* START Exercise input *

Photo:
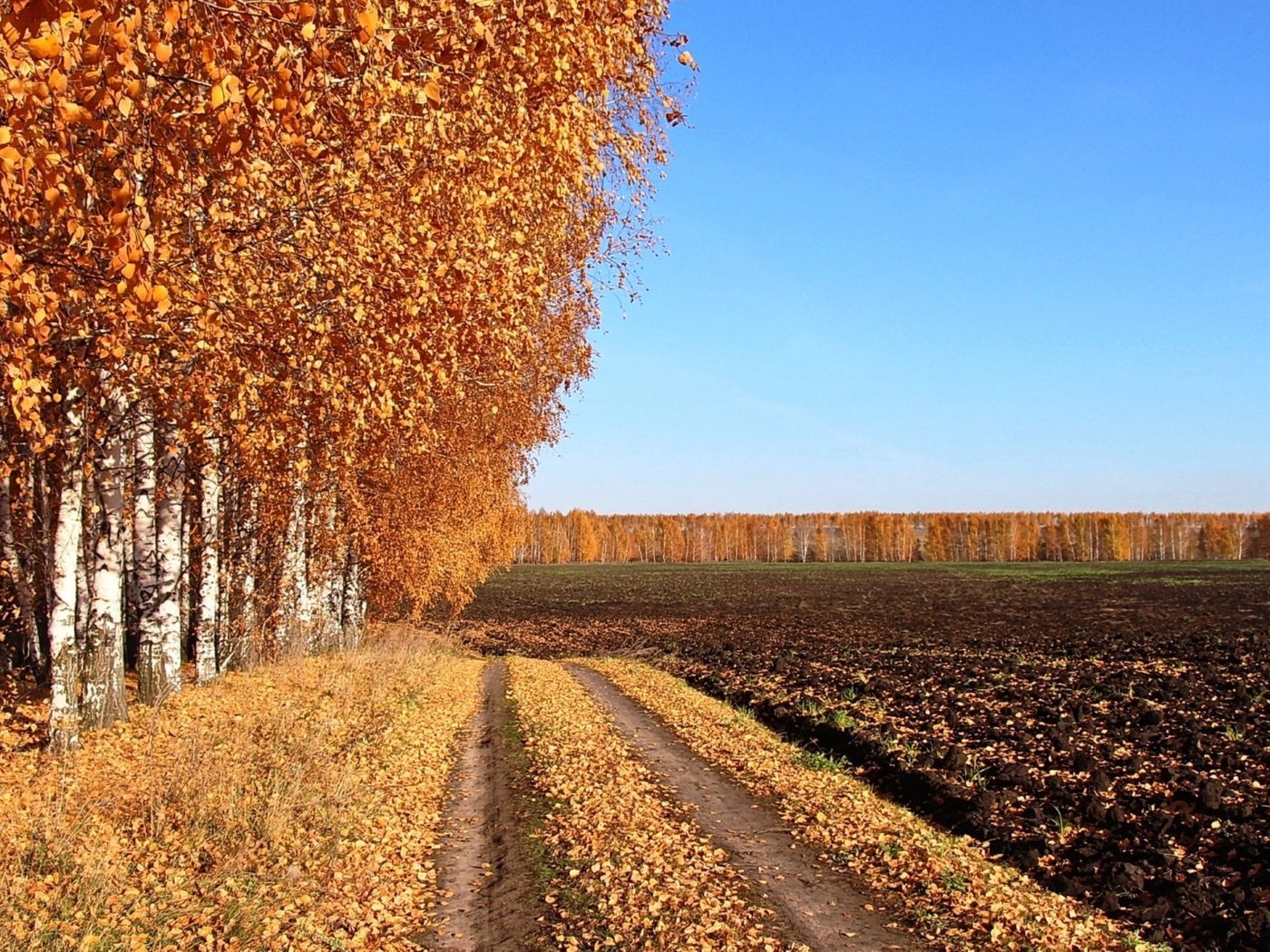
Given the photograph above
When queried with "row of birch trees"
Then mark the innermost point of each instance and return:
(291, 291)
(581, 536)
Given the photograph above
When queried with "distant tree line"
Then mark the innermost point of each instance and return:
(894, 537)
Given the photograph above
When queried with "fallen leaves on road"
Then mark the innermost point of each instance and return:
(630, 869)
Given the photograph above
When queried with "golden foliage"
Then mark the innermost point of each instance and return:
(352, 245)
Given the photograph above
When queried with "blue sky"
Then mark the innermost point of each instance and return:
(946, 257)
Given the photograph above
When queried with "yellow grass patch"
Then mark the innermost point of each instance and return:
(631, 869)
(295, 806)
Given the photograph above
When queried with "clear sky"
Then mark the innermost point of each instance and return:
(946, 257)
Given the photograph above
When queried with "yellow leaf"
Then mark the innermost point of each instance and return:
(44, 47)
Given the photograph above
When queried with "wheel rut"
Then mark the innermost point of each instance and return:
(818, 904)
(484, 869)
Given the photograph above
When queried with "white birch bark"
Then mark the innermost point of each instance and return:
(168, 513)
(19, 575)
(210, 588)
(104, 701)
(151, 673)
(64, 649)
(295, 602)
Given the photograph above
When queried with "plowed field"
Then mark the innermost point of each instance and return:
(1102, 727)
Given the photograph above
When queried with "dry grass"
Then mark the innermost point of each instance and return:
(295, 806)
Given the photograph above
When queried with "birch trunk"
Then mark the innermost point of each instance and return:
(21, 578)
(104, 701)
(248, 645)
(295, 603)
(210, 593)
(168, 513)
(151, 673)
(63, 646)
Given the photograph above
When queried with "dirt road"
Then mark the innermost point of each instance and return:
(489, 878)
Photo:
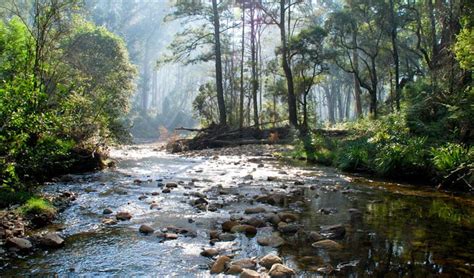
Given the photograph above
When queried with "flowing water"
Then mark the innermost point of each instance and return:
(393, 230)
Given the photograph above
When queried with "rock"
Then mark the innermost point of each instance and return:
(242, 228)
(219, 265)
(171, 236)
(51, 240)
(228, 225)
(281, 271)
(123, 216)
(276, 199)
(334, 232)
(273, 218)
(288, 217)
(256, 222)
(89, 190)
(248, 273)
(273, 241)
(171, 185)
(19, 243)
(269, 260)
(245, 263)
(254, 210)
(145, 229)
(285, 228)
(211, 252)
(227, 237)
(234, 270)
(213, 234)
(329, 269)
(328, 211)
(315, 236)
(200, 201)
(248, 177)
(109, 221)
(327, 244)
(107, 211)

* END Exercise input *

• The task: Repeat every record above exactly, but leave out any pictures.

• Task solution:
Photo:
Given the photograph above
When queried with "row of birch trees"
Then mark the innermost point of each instance and return:
(291, 291)
(581, 536)
Given the photograph above
When queried with "distant tree line"
Then mark the innermost point of each instance and return:
(894, 537)
Given the photograph above
When queried with "fallen leaves on road"
Then mark the innermost point of each instance and return:
(630, 869)
Given the photograph above
When queried with "golden foliage"
Then mark the innermost point of each instance and return:
(352, 245)
Given the photograph above
When queried with "blue sky"
Then mark the innermost point of each instance and return:
(946, 257)
Given the photograph above
When queried with "yellow grass patch"
Then mark the innermost point of each instance and return:
(631, 869)
(295, 806)
Given the photograph above
When queried with "clear sky"
Then mark the innermost point of each instance and return:
(946, 257)
Given the photograph above
When queried with "yellow leaf"
Then mark the innermost point of each instance and return:
(44, 47)
Given the photograph above
When queried with "wheel rut"
Then mark the innermost point of each instance and return:
(818, 904)
(484, 869)
Given the photograph above
When queried with "white birch bark"
Then mark the innermost point of each instance and return:
(168, 513)
(19, 575)
(210, 588)
(104, 701)
(151, 673)
(64, 649)
(295, 602)
Given the photograph above
When queried with "plowed field"
Then mark the innermost point of each instance and return:
(1102, 727)
Given the photograph above
When queried with "dry grass"
Then mark the innermost point of each instance and return:
(295, 806)
Given the photograph above
When queried with "birch trunk"
Then mark the innermost point of each instance and return:
(21, 578)
(104, 701)
(248, 645)
(295, 603)
(210, 593)
(168, 513)
(151, 673)
(63, 646)
Given the photograph above
When queried with "dirt road"
Then mark the innermost point of each instance and return:
(489, 878)
Photo:
Given the photograph above
When queried with "flowing water"
Then mark the innermost point of each instance and return:
(393, 230)
Given the photograph above
When queried with "rock"
Then mark the innermost point of each instance and return:
(242, 228)
(219, 265)
(171, 236)
(51, 240)
(228, 225)
(281, 271)
(123, 216)
(276, 199)
(334, 232)
(273, 218)
(288, 217)
(256, 222)
(89, 190)
(248, 273)
(273, 241)
(171, 185)
(19, 243)
(269, 260)
(245, 263)
(254, 210)
(145, 229)
(285, 228)
(211, 252)
(227, 237)
(234, 270)
(213, 234)
(329, 269)
(328, 211)
(315, 236)
(200, 201)
(248, 177)
(109, 221)
(327, 244)
(107, 211)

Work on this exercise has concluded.